Check your understanding:
**1.** Quote the part of the standard terms of purchase that opens with the words containing "Purchaser – Gifts" and closes with "under the Agreement.".
**2.** Using the standard terms of purchase, answer yes or no to each statement below, and quote the words of the terms that decide it.
(a) The Purchaser is based in Tuen Mun, Hong Kong.
(b) Only an organisation, not an individual, can be a Supplier.
(c) An Agent is an employee of the Purchaser.
**3.** Proceed with the standard terms of purchase, starting after the last definition shown.

Text block:
--------------------------------------------------

Terms and Conditions

STANDARD TERMS AND CONDITIONS OF PURCHASE

Definitions

Purchaser – Gifts Industries Limited of Room 6, 16/F., Kin Wing Industrial Building, No.33 Kin Wing Street, Tuen Mun, Hong Kong.

Supplier – The individual or organisation who agrees to sell the Goods to the Purchaser.

Agreement – The entire understanding between the Purchaser and a Supplier regarding the purchase of Goods. The Agreement is collectively formed by these Standard Terms and Conditions, the Purchaser's written purchase order, the Supplier's pro forma invoice, and any matters confirmed in writing as per clause 2.3.

Goods – The items that the Purchaser agrees to buy from the Supplier under the Agreement.

Agent – Any independent agent engaged by the Purchaser to request offers and purchase Goods on its behalf.

--------------------------------------------------

Given material:

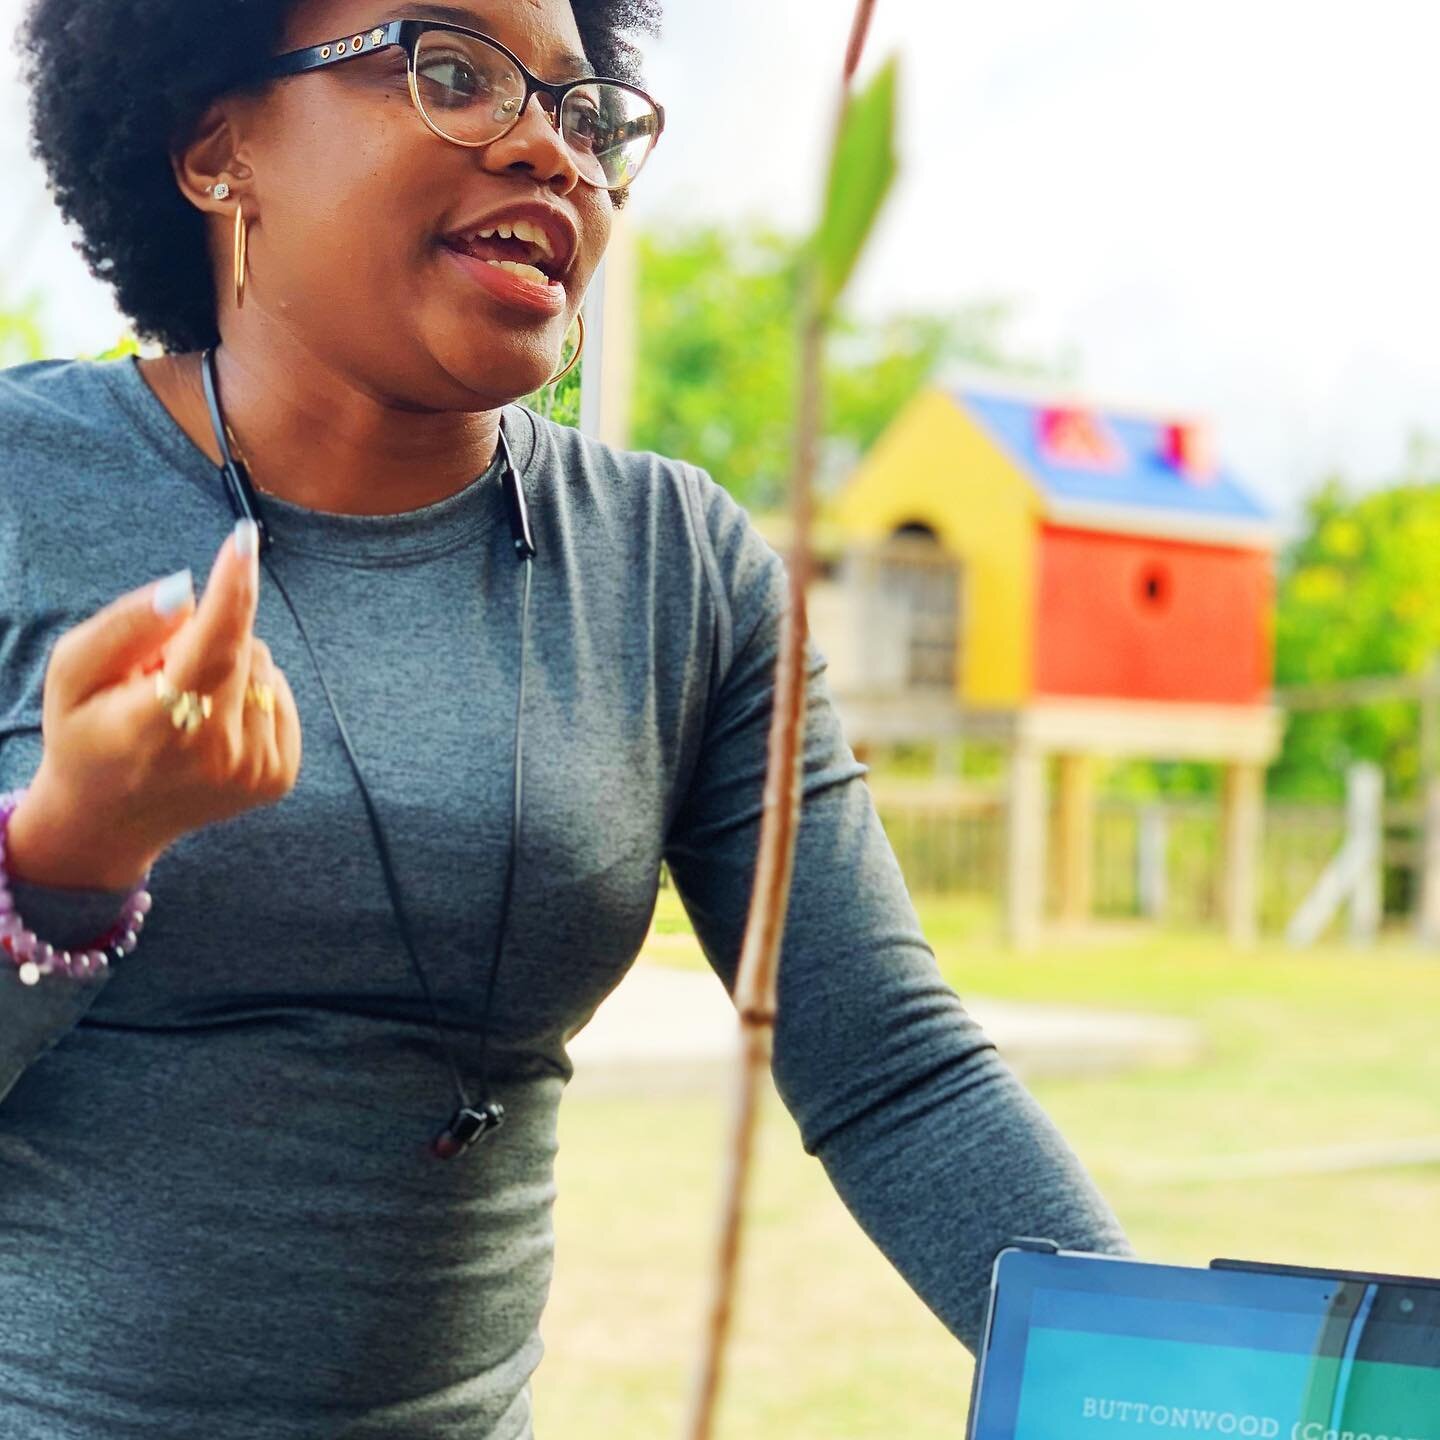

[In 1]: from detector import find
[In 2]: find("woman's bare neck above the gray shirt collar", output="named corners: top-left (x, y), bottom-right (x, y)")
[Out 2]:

--------------------------------------------------

Per-task answers:
**1.**
Purchaser – Gifts Industries Limited of Room 6, 16/F., Kin Wing Industrial Building, No.33 Kin Wing Street, Tuen Mun, Hong Kong.

Supplier – The individual or organisation who agrees to sell the Goods to the Purchaser.

Agreement – The entire understanding between the Purchaser and a Supplier regarding the purchase of Goods. The Agreement is collectively formed by these Standard Terms and Conditions, the Purchaser's written purchase order, the Supplier's pro forma invoice, and any matters confirmed in writing as per clause 2.3.

Goods – The items that the Purchaser agrees to buy from the Supplier under the Agreement.

**2.**
(a) Yes: "No.33 Kin Wing Street, Tuen Mun, Hong Kong."
(b) No: "The individual or organisation who agrees to sell the Goods to the Purchaser."
(c) No: "Any independent agent engaged by the Purchaser to request offers and purchase Goods on its behalf."

**3.**
1. Applicability

1.1. These Standard Terms and Conditions of Purchase apply to all purchase orders and agreements for the purchase of Goods by the Purchaser from a Supplier.

1.2. The applicability of any Supplier terms and conditions is hereby expressly rejected. The Supplier's fulfilment of any purchase order shall constitute its unconditional acceptance of these Terms and Conditions.

1.3. Any deviation from these Terms and Conditions shall only be valid and binding when such deviation has been accepted in advance and in writing by a duly authorised representative of the Purchaser.

2. The Agreement

2.1. Any offer made by a Supplier shall not be binding on the Purchaser until the Purchaser issues a written purchase order.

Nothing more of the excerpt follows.